QUOTED PASSAGE:
(begin)
I'm unclear what you mean here, wrt the "business logic" comment.  Can
XP intermediaries not be used for composing processors of business
logic?

>The ability to target XML Protocol Modules to specific intermediaries
>brings about the need to find a way to nominate them. Additionally, the status
>and error reporting requirements need a mechanism to identify the intermediary
>which generates such a message. There is no URI scheme specified for
>identifying an intermediary; schemes such as HTTP are meant to identify
>endpoints.

I agree, but it's a bit early to say that.

>The HTTP does provide for the identification of intermediaries in the Via
>header, but does not tightly specify a naming convention. As a result,
>definition of a new URI scheme may be required to accommodate intermediaries,
>depending one whether or not it is judged important to distinguish them from
>protocol endpoints.

Editorial; don't need "The" to start.  s.b. "on" instead of "one".

>Although intermediaries are explicitly defined and accommodated by XML
>Protocol, they can only be functional if there are application semantics
>defined to take advantage of them.

Amen!

>XML Protocol's Modules offer an excellent
>opportunity to standardize common intermediary functions.

I suggest that a far more suitable place would be in the application
protocol that XP will be used on top of; that's why we call them
application protocols 8-).

We really need to focus on reusing the established application semantics
that exist in deployed application protocols today.  For new semantics,
people will have a choice; extend the application protocol via its
documented extension mechanisms, or use the XML envelope of XP.  Each
has its pros and cons.
(end)
DATASET ROWS:
(begin)
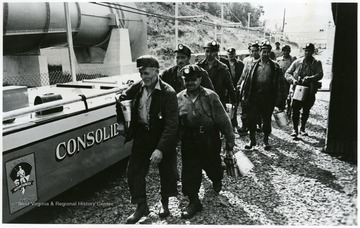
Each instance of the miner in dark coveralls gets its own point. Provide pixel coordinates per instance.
(263, 89)
(202, 116)
(173, 76)
(218, 73)
(306, 71)
(153, 128)
(235, 68)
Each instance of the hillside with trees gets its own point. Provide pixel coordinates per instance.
(195, 32)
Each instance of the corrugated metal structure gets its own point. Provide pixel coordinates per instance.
(342, 121)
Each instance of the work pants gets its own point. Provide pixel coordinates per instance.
(200, 152)
(144, 145)
(261, 106)
(305, 106)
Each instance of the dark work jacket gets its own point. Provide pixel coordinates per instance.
(164, 120)
(278, 87)
(221, 80)
(239, 66)
(170, 76)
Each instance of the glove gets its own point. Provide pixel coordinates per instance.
(229, 146)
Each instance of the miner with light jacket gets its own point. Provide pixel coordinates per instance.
(153, 129)
(262, 91)
(218, 73)
(173, 76)
(202, 116)
(306, 71)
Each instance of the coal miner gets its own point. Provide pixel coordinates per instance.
(262, 90)
(284, 62)
(173, 76)
(235, 68)
(306, 71)
(153, 128)
(201, 116)
(218, 72)
(254, 50)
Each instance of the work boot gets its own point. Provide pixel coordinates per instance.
(142, 209)
(242, 131)
(294, 134)
(252, 141)
(266, 143)
(217, 186)
(302, 131)
(164, 211)
(193, 208)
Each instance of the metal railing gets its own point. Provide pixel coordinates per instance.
(57, 75)
(18, 112)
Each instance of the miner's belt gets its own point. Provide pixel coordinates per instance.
(198, 130)
(145, 127)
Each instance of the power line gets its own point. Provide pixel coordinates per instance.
(145, 13)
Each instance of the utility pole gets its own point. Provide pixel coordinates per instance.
(249, 24)
(176, 24)
(70, 41)
(222, 23)
(283, 29)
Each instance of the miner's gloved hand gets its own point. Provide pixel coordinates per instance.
(121, 129)
(306, 79)
(278, 109)
(229, 146)
(156, 157)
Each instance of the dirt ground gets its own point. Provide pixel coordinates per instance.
(294, 183)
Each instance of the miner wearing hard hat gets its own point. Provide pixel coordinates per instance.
(202, 116)
(173, 76)
(218, 72)
(306, 71)
(153, 129)
(262, 90)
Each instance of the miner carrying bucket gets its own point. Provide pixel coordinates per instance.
(304, 73)
(201, 116)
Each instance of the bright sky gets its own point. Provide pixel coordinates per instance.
(303, 18)
(299, 15)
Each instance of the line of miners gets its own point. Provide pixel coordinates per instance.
(186, 104)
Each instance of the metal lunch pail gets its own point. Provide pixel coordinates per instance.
(300, 92)
(281, 119)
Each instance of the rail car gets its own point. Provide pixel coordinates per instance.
(52, 146)
(56, 135)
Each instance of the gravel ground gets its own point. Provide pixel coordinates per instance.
(292, 184)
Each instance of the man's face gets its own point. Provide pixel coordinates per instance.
(308, 53)
(182, 60)
(210, 55)
(192, 83)
(149, 75)
(286, 52)
(231, 56)
(255, 52)
(265, 53)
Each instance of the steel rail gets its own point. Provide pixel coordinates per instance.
(18, 112)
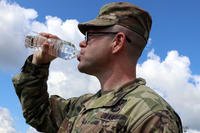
(end)
TASK DESCRIPTION:
Please answer these about the XML Protocol intermediaries discussion above:
(a) According to the quoted draft, what are schemes such as HTTP meant to identify?
(b) In which HTTP header can intermediaries be identified?
(c) What word does the reply say should replace "one"?

ANSWER TO THIS PROBLEM:
(a) Endpoints
(b) The Via header
(c) "on"